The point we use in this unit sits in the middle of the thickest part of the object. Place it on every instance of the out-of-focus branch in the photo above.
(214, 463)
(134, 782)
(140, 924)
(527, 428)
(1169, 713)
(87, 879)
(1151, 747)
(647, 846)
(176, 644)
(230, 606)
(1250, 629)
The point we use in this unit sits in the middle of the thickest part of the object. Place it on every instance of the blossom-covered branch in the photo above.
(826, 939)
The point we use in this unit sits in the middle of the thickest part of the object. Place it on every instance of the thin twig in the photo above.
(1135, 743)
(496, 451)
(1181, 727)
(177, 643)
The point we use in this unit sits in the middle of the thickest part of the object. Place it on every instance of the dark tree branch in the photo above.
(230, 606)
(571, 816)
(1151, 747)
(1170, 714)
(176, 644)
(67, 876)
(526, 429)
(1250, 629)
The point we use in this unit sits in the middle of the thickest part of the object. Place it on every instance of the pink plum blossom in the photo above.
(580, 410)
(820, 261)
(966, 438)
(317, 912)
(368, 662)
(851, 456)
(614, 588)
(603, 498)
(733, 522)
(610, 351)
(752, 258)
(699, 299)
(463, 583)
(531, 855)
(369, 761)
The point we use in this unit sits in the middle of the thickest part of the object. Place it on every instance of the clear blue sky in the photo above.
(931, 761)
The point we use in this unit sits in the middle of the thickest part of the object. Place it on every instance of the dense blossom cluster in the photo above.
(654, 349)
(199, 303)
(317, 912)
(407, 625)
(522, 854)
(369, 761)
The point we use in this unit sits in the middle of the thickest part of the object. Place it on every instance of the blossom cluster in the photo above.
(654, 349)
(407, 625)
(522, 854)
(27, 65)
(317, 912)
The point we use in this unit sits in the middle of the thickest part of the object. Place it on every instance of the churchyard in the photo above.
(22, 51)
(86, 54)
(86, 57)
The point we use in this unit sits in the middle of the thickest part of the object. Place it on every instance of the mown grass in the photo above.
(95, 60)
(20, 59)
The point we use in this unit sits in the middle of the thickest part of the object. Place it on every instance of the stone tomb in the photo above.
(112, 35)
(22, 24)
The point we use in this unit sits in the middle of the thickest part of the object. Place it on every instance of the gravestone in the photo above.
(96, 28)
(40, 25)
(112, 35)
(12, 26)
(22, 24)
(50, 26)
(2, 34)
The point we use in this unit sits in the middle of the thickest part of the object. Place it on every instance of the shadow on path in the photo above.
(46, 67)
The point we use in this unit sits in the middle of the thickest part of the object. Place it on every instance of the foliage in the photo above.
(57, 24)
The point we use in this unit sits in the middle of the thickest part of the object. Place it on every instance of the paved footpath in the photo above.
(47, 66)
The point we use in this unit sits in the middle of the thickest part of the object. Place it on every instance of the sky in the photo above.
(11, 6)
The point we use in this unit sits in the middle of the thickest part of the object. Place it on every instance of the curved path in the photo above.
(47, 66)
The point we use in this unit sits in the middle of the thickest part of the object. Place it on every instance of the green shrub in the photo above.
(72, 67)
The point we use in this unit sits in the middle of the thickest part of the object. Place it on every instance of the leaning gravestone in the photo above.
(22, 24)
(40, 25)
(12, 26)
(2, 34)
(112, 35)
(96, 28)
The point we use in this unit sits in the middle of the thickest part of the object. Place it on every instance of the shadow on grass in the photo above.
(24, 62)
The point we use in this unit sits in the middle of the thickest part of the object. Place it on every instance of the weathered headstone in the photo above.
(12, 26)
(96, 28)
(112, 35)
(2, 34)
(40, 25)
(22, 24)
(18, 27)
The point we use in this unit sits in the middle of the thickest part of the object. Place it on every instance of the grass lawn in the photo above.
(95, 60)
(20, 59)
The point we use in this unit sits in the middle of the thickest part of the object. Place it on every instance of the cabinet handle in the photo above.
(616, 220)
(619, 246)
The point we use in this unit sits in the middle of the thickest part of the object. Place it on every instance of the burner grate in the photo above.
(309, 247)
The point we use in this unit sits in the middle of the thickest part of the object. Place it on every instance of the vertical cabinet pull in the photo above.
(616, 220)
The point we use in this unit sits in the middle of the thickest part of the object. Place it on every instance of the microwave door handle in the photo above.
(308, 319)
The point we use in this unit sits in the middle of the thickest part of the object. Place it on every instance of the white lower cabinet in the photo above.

Task objective ▸ Using the data above, return each line exactly as written.

Final result ▸
The point we use in this unit sits in the middle of the thickest part of the object. Place it on every instance of the out-of-focus branch in the photo above.
(214, 463)
(134, 782)
(140, 924)
(527, 428)
(1169, 713)
(87, 879)
(1151, 747)
(647, 846)
(176, 644)
(230, 606)
(1250, 629)
The point we use in this unit sits in the middle of the thickest part of the object. Place it on every instance of the blossom-covered branch in the photo above.
(826, 939)
The point we use in this unit sits in the middle of the thickest part of the object. Place it on every instance of the thin twig in the photo above.
(1135, 743)
(496, 451)
(1181, 727)
(177, 643)
The point we use in this unit sits in the middle of the thickest part of the object. Place it on every instance of the dark tree branch in the photo above.
(230, 606)
(571, 816)
(1151, 747)
(1170, 714)
(176, 644)
(67, 876)
(526, 429)
(1250, 629)
The point we use in this unit sits in the middle of the thickest part of the object. Place it on every instance of the pink plum blossom in the photo above.
(580, 410)
(820, 261)
(966, 438)
(317, 912)
(368, 662)
(851, 456)
(614, 588)
(603, 498)
(733, 522)
(610, 351)
(752, 258)
(699, 299)
(463, 583)
(531, 855)
(369, 761)
The point we use in this unit sits in the middle of the thickest part of the object. Place it on every instance of the clear blue sky in the photo above.
(931, 761)
The point we use in this unit sits in the middle of the thickest part of the object. Place it on every instance of the dense blossom cluster in the photo above.
(654, 349)
(199, 303)
(317, 912)
(407, 625)
(522, 854)
(369, 761)
The point we use in this unit sits in the middle of the thickest part of the object. Place it on every instance of the blossom cluster in the photo above.
(654, 349)
(407, 625)
(522, 854)
(27, 65)
(317, 912)
The point we use in this unit sits in the middle of the thickest part of the object. Place it on every instance of the churchyard in the photo above.
(22, 51)
(86, 54)
(86, 57)
The point we use in this unit sits in the middle of the thickest part of the object. Place it on every instance of the mown grass in the photo above.
(95, 60)
(20, 59)
The point we use in this unit sits in the middle of the thickest part of the object. Place it on every instance of the stone tomb in the photo above.
(112, 35)
(22, 24)
The point we use in this unit sits in the middle of the thickest part of the object. Place it on every instance of the gravestone in the photo above.
(96, 28)
(40, 25)
(112, 35)
(12, 26)
(22, 24)
(50, 26)
(2, 34)
The point we use in this unit sits in the middle of the thickest part of the object. Place it on every instance of the shadow on path in the photo above.
(46, 67)
The point we use in this unit sits in the middle of the thickest part of the object. Place it on every instance of the foliage in the photo above.
(57, 24)
The point we use in this unit sits in the middle of the thickest part of the object. Place it on every instance of the paved footpath in the photo above.
(47, 66)
The point we use in this unit sits in the middle of the thickest part of the object. Place it on every instance of the sky in the photo above.
(11, 6)
The point we use in this unit sits in the middle of the thickest part of the object. Place it on every instance of the curved path in the photo above.
(47, 66)
The point we use in this unit sits in the middle of the thickest part of the object. Place it on every instance of the green shrub in the photo above.
(72, 67)
The point we use in this unit sits in the middle of the thickest part of the object. Place it on every instance of the leaning gravestone in the photo above.
(22, 24)
(40, 25)
(12, 26)
(2, 34)
(112, 35)
(96, 28)
The point we use in this unit sits in the middle of the thickest part of the object. Place it on every instance of the shadow on grass in the photo above.
(24, 62)
The point we use in this unit sits in the middle of the thickest part of the object. Place it on every instance of the weathered headstone in the photo above.
(12, 26)
(96, 28)
(112, 35)
(2, 34)
(40, 25)
(22, 24)
(18, 27)
The point we use in this unit sits in the middle of the thickest part of the object. Place it on every instance of the grass lawn in the photo above.
(95, 60)
(20, 59)
The point we use in this unit sits in the middle of the thickest part of the object. Place it on every instance of the cabinet handle in the photo above.
(616, 220)
(619, 246)
The point we use in this unit sits in the middle of the thickest part of the object. Place it on every instance of the burner grate in the photo above.
(309, 247)
The point we use in this unit sits in the middle of the thickest part of the object. Place it on every instance of the vertical cabinet pull in the photo above.
(616, 220)
The point we use in this unit sits in the middle of the thickest part of the object. Place it on every instance of the microwave door handle in the photo above.
(308, 319)
The point we use in this unit sits in the middle of the thickest part of the object. Place it on every instance of the white lower cabinet in the photo above.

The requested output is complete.